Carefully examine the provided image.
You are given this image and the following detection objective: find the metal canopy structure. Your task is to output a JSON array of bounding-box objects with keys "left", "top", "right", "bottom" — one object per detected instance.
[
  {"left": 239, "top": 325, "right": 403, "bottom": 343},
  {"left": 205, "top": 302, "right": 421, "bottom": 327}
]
-.-.-
THE EXERCISE: Rewrite the entries above with "metal canopy structure" replaced by "glass awning", keeping everything else unchanged.

SOLUTION FOR THIS EXERCISE:
Carefully examine the provided image.
You are given this image and the following detection objective: find the glass awning. Your task is to output a JSON array of bounding-box objects with keys "left", "top", "right", "bottom" — one object per detected instance.
[
  {"left": 239, "top": 325, "right": 403, "bottom": 343},
  {"left": 205, "top": 302, "right": 421, "bottom": 327}
]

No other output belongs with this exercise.